-- Extract provided follows --

Mulago doctors and nurses brief health officialsafter they released a batch of patients March last year. COVID-19 is back and Uganda’s health system has been stretched.

 Why government needs to think differently about where it needs to invest in order to effectively contain the pandemic

THE LAST WORD | Andrew M. Mwenda | COVID has returned with a vengeance and is now ravaging Uganda. In March and April, the virus seemed to disappear. Out of an average of about 2,000 people being tested daily, only 12 (0.7%) were positive. Today, out of 8,000 tests daily, an average of 1,500 (17%) are testing positive. Last year, Mulago Hospital had set aside 500 beds to handle COVID patients. At the height of the pandemic in late November and early December last year, Mulago ran out of COVID beds – it had 490 patients at any one time.

Yet at the beginning of April 2021, Mulago had only two COVID patients whom it transferred to Entebbe Grade B Hospital. When I called the head of Entebbe Grade B in the second week of April, he told me they had only four patients. Yet in November and December last year they were totally full with 160 patients at any one time. In April COVID was raving Kenya, with average positive tests of 900 daily. So, Uganda seemed to have said kwaheri to the virus. Yet today, all hospitals, public and private have run out of beds for COVID patients. In fact, the situation is much worse.

Last year, it was mandatory that anyone who tested COVID positive be admitted to hospital. Except for a few who could afford private self-isolation, government insisted on hospitalising everyone with a positive PCR test. According to doctors I spoke to at the time, 80% of Ugandans who tested positive were asymptomatic. I was one such Ugandan in January this year. During my 13 days of isolation, I did not exhibit any symptoms and was running 10km daily. Secondly of the 20% who were symptomatic, 80% had mild symptoms and therefore did not need to be hospitalised.

So essentially government was spending a lot of public resources to hospitalise individuals it did not need to. Of course, this mistake is understandable.  COVID was new. Everywhere in the world its effects had been exaggerated. For poor countries with young populations, the fear was out of proportion to the risk. The initial strain of COVID largely affected the elderly and people with pre-existing conditions, largely lifestyle diseases such as diabetes, high blood pressure etc. Many of these diseases are much more common in rich countries than poor ones. Therefore, the scare in Africa with a young population and less of these lifestyle diseases (except for the middle class) was exaggerated.

-- Extract provided concluded --
-- Dataset entries follows --

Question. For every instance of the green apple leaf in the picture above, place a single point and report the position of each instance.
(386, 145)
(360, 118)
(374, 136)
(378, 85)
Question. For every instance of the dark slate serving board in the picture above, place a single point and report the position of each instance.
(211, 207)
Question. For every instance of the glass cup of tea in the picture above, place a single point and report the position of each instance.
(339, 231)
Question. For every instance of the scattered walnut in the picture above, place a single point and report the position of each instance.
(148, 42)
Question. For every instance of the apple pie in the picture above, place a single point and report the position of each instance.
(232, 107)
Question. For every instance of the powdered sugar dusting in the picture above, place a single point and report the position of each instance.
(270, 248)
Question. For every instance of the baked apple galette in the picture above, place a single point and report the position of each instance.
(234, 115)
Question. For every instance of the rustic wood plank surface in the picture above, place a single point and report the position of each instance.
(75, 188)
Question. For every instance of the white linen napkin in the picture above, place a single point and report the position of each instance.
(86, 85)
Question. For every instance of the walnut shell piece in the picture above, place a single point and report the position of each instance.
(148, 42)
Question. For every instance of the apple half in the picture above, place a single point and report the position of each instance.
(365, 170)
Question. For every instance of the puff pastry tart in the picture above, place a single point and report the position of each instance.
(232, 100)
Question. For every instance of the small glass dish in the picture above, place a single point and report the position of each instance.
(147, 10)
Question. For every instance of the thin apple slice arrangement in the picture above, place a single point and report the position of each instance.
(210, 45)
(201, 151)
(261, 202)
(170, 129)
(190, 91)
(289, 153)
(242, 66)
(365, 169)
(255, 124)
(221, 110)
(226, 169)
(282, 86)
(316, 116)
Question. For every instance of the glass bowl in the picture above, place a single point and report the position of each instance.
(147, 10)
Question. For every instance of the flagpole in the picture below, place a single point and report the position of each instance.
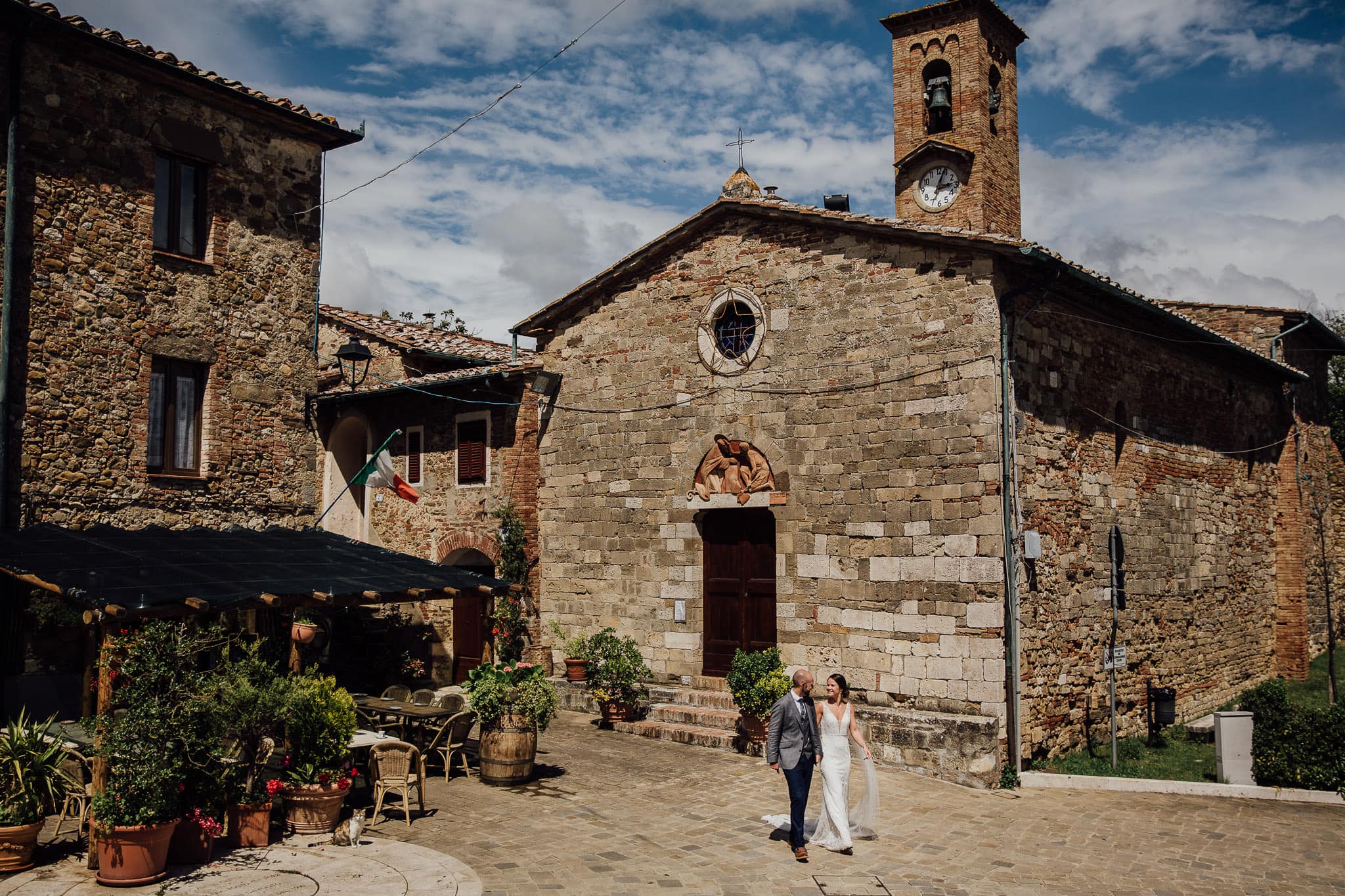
(358, 473)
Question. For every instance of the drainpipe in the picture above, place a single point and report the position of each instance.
(11, 223)
(1274, 343)
(1007, 500)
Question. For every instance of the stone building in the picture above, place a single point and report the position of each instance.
(785, 425)
(160, 280)
(468, 446)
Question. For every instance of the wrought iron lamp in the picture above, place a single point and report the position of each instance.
(354, 358)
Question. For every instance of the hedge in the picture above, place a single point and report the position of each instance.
(1294, 746)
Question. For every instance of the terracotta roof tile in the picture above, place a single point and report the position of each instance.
(426, 339)
(131, 43)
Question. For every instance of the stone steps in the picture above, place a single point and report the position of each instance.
(682, 734)
(699, 716)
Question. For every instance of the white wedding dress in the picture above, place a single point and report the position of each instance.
(838, 825)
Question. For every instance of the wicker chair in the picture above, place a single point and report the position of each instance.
(451, 738)
(397, 692)
(77, 800)
(397, 766)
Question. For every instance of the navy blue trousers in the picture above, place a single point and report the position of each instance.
(799, 779)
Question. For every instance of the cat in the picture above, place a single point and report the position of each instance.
(347, 833)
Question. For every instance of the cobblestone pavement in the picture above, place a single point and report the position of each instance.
(622, 815)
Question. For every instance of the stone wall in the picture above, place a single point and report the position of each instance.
(875, 402)
(96, 304)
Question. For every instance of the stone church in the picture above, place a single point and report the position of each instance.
(898, 448)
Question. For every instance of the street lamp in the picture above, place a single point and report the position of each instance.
(354, 358)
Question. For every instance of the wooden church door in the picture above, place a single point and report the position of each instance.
(739, 585)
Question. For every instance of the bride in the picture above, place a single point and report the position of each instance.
(838, 825)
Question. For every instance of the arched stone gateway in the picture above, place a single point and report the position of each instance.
(732, 467)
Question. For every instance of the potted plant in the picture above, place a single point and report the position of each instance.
(304, 628)
(159, 731)
(32, 785)
(757, 680)
(575, 652)
(617, 668)
(320, 723)
(513, 703)
(249, 699)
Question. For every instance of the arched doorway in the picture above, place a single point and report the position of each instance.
(468, 614)
(347, 450)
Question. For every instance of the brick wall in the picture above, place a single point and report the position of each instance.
(96, 304)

-- Dataset entries concluded --

■ Action item A ■
Answer these questions from the column on COVID in Uganda:
(i) How many beds had Mulago Hospital set aside for COVID patients last year?
(ii) How many patients did Entebbe Grade B Hospital have in the second week of April?
(iii) According to the doctors the writer spoke to, what share of Ugandans who tested positive were asymptomatic?
■ Action item B ■
Carry on the column about COVID in Uganda from its last sentence.

■ Written response A ■
(i) 500 beds
(ii) Four patients
(iii) 80%

■ Written response B ■
Yet even with the benefit of hindsight, I think government acted correctly.  It was afraid that if it left people with a positive COVID test to go home they would spread it to their family members and the wider community. Forced hospitalisations of people testing positive but without symptoms had this logic behind it.

But today the situation is different. Government is hospitalising only those who are in critical condition. Those who are asymptomatic or have mild symptoms are sent home to self-isolate, although they are given medication for free. This partly explains why the virus is spreading like wildfire across the country.

Nonetheless what has happened that has led to the explosion of the virus with vengeance? One reason is that the virus in this new wave is a new strain with a much higher infection rate and is more lethal, even affecting young people. The other is that the low infection rates of the first strain plus its mild or no symptoms made many Ugandans complacent. To make matters worse, the almost disappearance of COVID in March and April made citizens and public officials drop the guard. People stopped following COVID SOPs and mass gatherings resumed.

However, I think the biggest problem was that government did not invest in the areas where it has an advantage – a strict enforcement of COVID SOPs in public spaces. Instead, when I watched President Yoweri Museveni speak on television last week, he emphasised government investment in improving the medical infrastructure to handle COVID – number of hospital beds, Intensive Care Units and High Dependency Units, amount of oxygen produced, medicines imported etc.

I have always believed and argued in these pages that Africa’s health policies tend to focus unnecessarily on medical treatment which out poor countries cannot afford. We pay less attention to investment in preventive health interventions which we can afford – sanitation, public and personal hygiene, nutrition, vector control, vaccinations, access to lead water, better housing, etc.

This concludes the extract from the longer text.